• **SET PROBLEM 1**: Copy out the whole text about how women respond to men who act as if they are owed something, word for word.

• **SELECTED EXCERPT**:

──────────

Is this true of how MOST or ALL of women feel about these kinds of men? (See additional details plus update) ?

"That's understandable, however a first thing you should avoid falling into, is refraining from falling into the attitude of "it's women's fault", or you won't get anything, because this approach is repulsive, for this reason: you don't offer anything on the table, but only expect to have the "debt" refilled by women who actually don't even know you and are not responsible for the rest of their gender. It's really repulsive to have the feeling to owe something to a random guy, and so are the perceived expectations, for the same reasons: if you give too much, or invest too much, and they're not responding with the same, then you're showing what are your expectations and how much they "owe" to you. And they will escape. So never overdo, never overgive, don't appear desperate and cluelessly offering your money, time and attention, when it's not reciprocated readily.

──────────

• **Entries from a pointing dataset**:
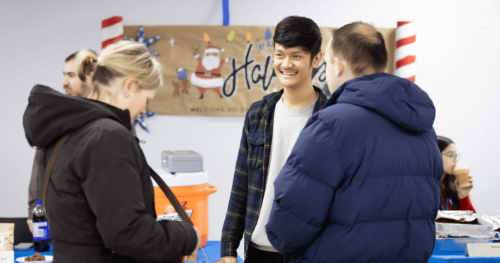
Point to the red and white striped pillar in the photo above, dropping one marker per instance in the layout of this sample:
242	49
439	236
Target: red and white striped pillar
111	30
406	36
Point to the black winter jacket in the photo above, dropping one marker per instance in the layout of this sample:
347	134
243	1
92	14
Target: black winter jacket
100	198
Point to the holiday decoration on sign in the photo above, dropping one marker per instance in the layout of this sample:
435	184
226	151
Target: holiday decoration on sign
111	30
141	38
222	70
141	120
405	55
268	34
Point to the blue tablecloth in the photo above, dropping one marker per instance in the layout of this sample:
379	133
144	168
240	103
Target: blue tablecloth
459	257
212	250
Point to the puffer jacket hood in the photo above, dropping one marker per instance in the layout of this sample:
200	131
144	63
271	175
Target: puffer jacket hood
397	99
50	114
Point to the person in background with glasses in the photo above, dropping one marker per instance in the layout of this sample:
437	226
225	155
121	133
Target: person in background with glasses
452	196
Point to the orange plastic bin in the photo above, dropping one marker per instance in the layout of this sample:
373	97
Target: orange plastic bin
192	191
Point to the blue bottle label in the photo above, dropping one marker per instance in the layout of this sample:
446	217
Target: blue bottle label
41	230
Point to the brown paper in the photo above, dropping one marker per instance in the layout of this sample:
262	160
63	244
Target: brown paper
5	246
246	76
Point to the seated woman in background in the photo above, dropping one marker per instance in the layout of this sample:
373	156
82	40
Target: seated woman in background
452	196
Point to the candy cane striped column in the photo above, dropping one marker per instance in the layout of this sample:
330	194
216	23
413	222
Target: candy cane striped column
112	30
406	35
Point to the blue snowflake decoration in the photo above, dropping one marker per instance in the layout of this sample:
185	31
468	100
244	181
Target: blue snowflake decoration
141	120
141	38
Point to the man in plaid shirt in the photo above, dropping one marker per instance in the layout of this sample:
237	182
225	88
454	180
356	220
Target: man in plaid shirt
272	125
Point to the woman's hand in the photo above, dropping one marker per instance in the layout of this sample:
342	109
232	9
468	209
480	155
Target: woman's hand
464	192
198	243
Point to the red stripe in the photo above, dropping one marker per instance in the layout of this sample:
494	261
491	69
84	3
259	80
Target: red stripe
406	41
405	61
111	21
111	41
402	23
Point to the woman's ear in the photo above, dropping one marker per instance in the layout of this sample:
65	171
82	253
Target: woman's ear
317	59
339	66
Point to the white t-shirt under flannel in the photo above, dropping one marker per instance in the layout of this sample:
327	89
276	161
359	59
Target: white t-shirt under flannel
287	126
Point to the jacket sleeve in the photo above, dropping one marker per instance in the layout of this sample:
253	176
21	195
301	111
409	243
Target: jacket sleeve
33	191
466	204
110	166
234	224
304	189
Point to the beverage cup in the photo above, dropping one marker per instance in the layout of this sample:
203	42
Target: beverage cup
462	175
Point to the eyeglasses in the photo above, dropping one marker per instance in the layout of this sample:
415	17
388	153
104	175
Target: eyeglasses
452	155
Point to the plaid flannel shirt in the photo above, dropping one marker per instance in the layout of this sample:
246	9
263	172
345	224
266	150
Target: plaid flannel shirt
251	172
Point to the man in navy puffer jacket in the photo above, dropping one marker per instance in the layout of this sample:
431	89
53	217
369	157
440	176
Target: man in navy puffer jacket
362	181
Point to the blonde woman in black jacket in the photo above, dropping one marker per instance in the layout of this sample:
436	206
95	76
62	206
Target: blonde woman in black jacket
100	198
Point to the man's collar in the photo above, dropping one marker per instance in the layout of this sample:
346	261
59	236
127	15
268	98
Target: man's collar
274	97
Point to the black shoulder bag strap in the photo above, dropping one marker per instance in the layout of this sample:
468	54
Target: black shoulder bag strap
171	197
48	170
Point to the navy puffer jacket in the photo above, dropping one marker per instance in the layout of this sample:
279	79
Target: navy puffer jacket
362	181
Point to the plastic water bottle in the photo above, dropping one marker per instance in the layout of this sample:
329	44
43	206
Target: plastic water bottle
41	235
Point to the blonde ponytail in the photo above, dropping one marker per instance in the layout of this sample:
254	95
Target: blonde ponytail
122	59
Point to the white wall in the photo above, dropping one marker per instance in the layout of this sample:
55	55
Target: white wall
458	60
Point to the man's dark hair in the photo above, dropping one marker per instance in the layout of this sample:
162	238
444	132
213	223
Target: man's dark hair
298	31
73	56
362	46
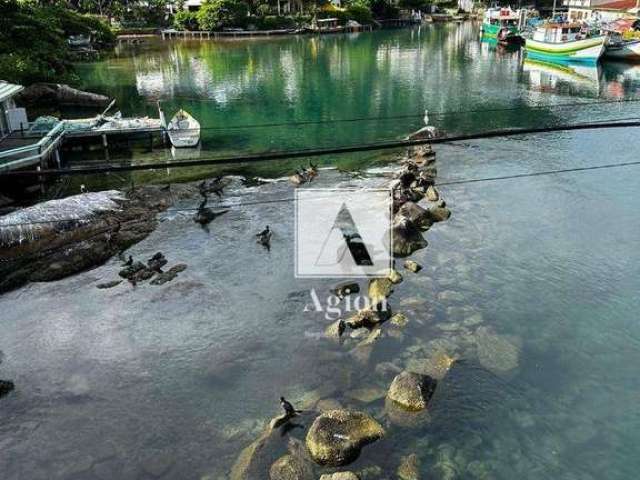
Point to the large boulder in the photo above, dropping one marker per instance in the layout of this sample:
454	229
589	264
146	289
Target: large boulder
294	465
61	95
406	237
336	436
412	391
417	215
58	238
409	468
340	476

──────────

• **SET PROBLEM 2**: Quote the records starting at the line containing "Point to the beverage" and ending at the last line of the records, with both ends included. Leave the pictures out.

• **EXERCISE ANSWER 1**:
Is this true of how MOST or ALL of women feel about these kinds of men? (See additional details plus update) ?

"That's understandable, however a first thing you should avoid falling into, is refraining from falling into the attitude of "it's women's fault", or you won't get anything, because this approach is repulsive, for this reason: you don't offer anything on the table, but only expect to have the "debt" refilled by women who actually don't even know you and are not responsible for the rest of their gender. It's really repulsive to have the feeling to owe something to a random guy, and so are the perceived expectations, for the same reasons: if you give too much, or invest too much, and they're not responding with the same, then you're showing what are your expectations and how much they "owe" to you. And they will escape. So never overdo, never overgive, don't appear desperate and cluelessly offering your money, time and attention, when it's not reciprocated readily.

• **EXERCISE ANSWER 2**:
Point to the beverage cup in the photo above, dropping one marker per instance in the layout of this sample:
203	42
Target: beverage cup
462	175
Point to the eyeglasses in the photo above, dropping one marker per instance in the layout of this sample:
415	17
388	153
104	175
Target: eyeglasses
452	155
Point to the plaid flannel shirt in the photo above, dropping one marker per instance in the layout of this sample:
246	9
263	172
345	224
266	150
Target: plaid flannel shirt
251	172
Point to the man in navy puffer jacket in the photo above, dropping one marker per instance in the layout of this sample:
431	89
53	217
369	157
440	176
Target: man in navy puffer jacket
362	181
Point to the blonde woman in black jacket in the photo above, dropping one marker per instance in the layout of this sample:
436	206
95	76
62	206
Target: blonde woman in black jacket
100	198
Point to the man's collar in the photo above, dropping one marker per instance in the layout of this sample:
346	261
59	236
127	15
268	98
Target: man's collar
274	97
Point to the black shoulder bag strap in the photo above, dropping one marker per instance in the layout of this sample:
468	54
Target: black shoulder bag strap
171	197
48	170
Point to the navy puffer jacket in the photo above, dropping one marker per instance in the layout of this sample:
279	79
Target: navy puffer jacket
362	181
Point to the plastic water bottle in the photo above, dropping one marker per instance in the layout of this sample:
329	44
43	206
Target: plastic water bottle
41	235
Point to the blonde ponytail in the photo above, dropping one marker per instance in the layout of this sample:
254	95
Target: blonde ponytail
122	59
Point to the white wall in the photo above, dropping one marker per instance in the layout of this sample:
55	55
Target: white wall
458	60
Point to the man's dark hair in the photo above, dropping one marker per instance in the layout of this sample:
162	238
444	132
213	223
Target: man's dark hair
298	31
73	56
362	46
Point to the large boulder in the photo above, dropping one marker per instance in the layout of this sample:
454	229
589	264
146	289
Target: large boulder
294	465
61	95
406	237
336	436
412	391
417	215
58	238
409	468
340	476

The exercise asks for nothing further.